= Your objective =
Every line in the data must be transcribed exactly.

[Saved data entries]
_ _ _ _

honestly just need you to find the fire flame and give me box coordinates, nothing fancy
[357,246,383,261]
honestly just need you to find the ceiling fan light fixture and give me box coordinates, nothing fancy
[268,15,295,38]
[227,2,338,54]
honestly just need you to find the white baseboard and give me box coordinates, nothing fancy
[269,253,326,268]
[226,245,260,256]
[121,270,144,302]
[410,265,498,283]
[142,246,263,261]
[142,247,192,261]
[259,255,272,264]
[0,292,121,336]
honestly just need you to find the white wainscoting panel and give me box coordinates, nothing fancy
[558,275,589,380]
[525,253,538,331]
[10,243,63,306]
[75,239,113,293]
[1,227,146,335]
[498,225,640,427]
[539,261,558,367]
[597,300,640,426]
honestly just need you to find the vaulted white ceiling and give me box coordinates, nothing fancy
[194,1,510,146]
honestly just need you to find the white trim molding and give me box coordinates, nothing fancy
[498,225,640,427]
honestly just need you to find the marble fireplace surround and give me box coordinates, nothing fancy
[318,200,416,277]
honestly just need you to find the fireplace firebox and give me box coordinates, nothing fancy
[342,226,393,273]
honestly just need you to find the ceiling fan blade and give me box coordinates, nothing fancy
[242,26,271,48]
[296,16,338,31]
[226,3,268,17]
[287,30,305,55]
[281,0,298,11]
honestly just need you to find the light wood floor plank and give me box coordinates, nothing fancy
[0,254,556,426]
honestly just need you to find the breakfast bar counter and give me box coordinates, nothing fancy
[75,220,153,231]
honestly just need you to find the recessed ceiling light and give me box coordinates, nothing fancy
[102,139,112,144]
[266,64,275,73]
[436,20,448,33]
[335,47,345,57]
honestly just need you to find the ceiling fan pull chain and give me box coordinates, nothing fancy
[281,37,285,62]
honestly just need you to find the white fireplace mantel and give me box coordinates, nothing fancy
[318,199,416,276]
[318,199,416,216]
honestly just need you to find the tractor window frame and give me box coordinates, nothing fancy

_ _ _ _

= Task result =
honestly just need you to find the fire flame and give me box coordinates, nothing fancy
[357,246,383,261]
honestly just need you to find the ceiling fan light fixture and give me box coordinates, nothing fancy
[268,15,295,38]
[227,2,338,54]
honestly just need you to find the white baseboard and give me box coordinates, nothing fancy
[269,253,326,268]
[226,245,260,256]
[121,270,144,302]
[410,265,498,283]
[142,246,263,261]
[142,247,192,261]
[259,255,272,264]
[0,292,121,336]
honestly just need you to find the white wainscoting panel and give me box coordinates, nothing fancy
[558,275,589,380]
[525,253,538,331]
[10,243,63,306]
[75,239,113,293]
[1,227,146,335]
[498,225,640,427]
[539,261,558,367]
[597,300,640,426]
honestly just need you to find the vaulted white ceiling and give me box coordinates, nothing fancy
[194,1,510,146]
honestly just need you to find the white trim molding and give me box coordinates, nothing fancy
[498,225,640,427]
honestly just need you to find the marble fireplace surround and give me box coordinates, nothing fancy
[318,200,416,277]
honestly just need you to find the fireplace firebox and give me box coordinates, nothing fancy
[342,226,393,273]
honestly just need you to find the ceiling fan blade and give me box coordinates, nothing fancy
[242,26,271,48]
[296,16,338,31]
[226,3,268,17]
[287,30,305,55]
[281,0,298,11]
honestly just need you to find the light wood floor plank and give me box coordinates, nothing fancy
[0,254,556,426]
honestly just need you to find the breakfast bar counter and give me box coordinates, nothing fancy
[75,220,153,231]
honestly just need you to find the recessed ceiling light and give me box coordinates, nothing fancy
[102,139,112,144]
[266,64,275,73]
[436,20,448,33]
[335,47,345,57]
honestly just need you to find the ceiling fan pull chain and give me box coordinates, nothing fancy
[281,37,285,62]
honestly just need you to find the white fireplace mantel and give me box coordinates, nothing fancy
[318,199,416,276]
[318,199,416,216]
honestly just need you to find the tractor window frame and give me box coordinates, nothing fancy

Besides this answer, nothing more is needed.